EXTRACT:
:::

Businesses that switch to electric or plug-in hybrid vehicles could reduce their fleet ‘fuel’ costs by three quarters (75 per cent), according to a new report published today (Wednesday 23 January).
Firms which use vehicles with a daily mileage of below 80 miles per day would also find that a pure electric vehicle fleet could meet their needs on a single overnight charge-for low running costs and minimum vehicle down-time.
These are the main findings of a new report from The Plugged-in Fleets Initiative (PIFI), which is funded by Transport for London (TfL) and Department for Transport (DfT) and delivered by the Energy Saving Trust in partnership with EDF Energy and Route Monkey.
PIFI explored the potential savings organisations could make by introducing plug-in vehicles such as electric and plug-in hybrid cars and vans, into their company fleets.
Participants in the study included Boots UK, London Fire Brigade, Network Rail, Surrey County Council, Southwark Council, Tristar, the University of Cumbria, Wm Morrisons PLC, and York City Council.
The findings were today unveiled at City Hall London at a key gathering of transport experts including Transport Secretary, Norman Baker.
At the event the Minister announced that the Coalition Government has agreed to provide £280,000 of additional funding to help a further 100 fleets understand where Ultra-Low Emission Vehicles (ULEVs) could work for them.
Transport Minister Norman Baker said: “Electric and plug-in hybrid vehicles are an essential part of low-carbon transport. With increasing numbers of models coming to market, and the low running costs that they offer, they will be ever more attractive to companies.
“It is also encouraging that infrastructure operators and suppliers are increasing the number and accessibility of charge points.
"Today’s report from EST gives fleet managers valuable insight into how different vehicles can be used effectively and could lead to increased uptake of low emission vehicles across British fleets."
Caroline Watson, from Energy Saving Trust, said: “We know that more organisations than ever are looking at electric vehicles as a long term investment for their business fleets.
“But investing in an electric or plug-in hybrid vehicle requires careful guidance as upfront costs are high. Life costs are positive so the switch is worth making. That’s why we offer a tailor-made approach as each organisation has different needs for their fleet.
“There is also an opportunity for companies to cut their infrastructure costs by taking advantage of support from Source London and other Plugged-in Places schemes before 31 March.”
Boots UK has around 1,100 owned and leased small vans and is looking at ways of reducing carbon emissions by using electric vans for its pharmacy delivery service.
Energy Saving Trust’s analysis showed that Boots UK could save on its fuel and vehicle costs by introducing electric vehicles to its fleet.
Ian Barnes, Transport Sustainability Development Manager, Boots UK, said: “We’ve been very impressed with the level of detail this study provided. It sets out clearly the savings we could make using electric vehicles and allows us to make the right decision for our fleets.”

:::

DATASET EXTRACT:
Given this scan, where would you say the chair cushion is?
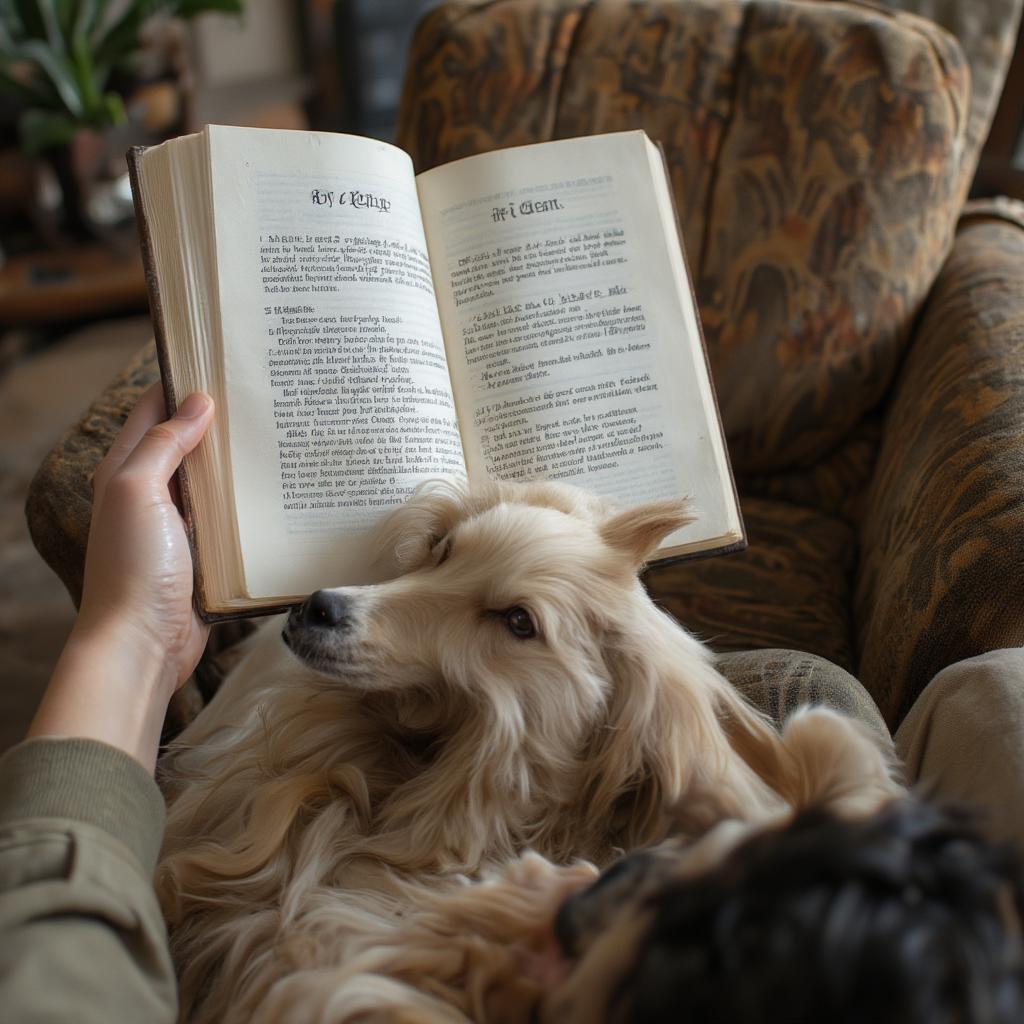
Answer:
[398,0,978,473]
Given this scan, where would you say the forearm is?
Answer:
[0,739,177,1024]
[28,623,174,774]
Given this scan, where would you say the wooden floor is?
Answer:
[0,316,151,751]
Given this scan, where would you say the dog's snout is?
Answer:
[301,590,352,629]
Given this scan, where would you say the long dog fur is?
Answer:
[158,483,900,1024]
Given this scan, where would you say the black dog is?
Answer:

:::

WHAT THE TASK ASKS: In the article on plug-in vehicle fleets, how much additional funding did the Coalition Government agree to provide?

TASK ANSWER: £280,000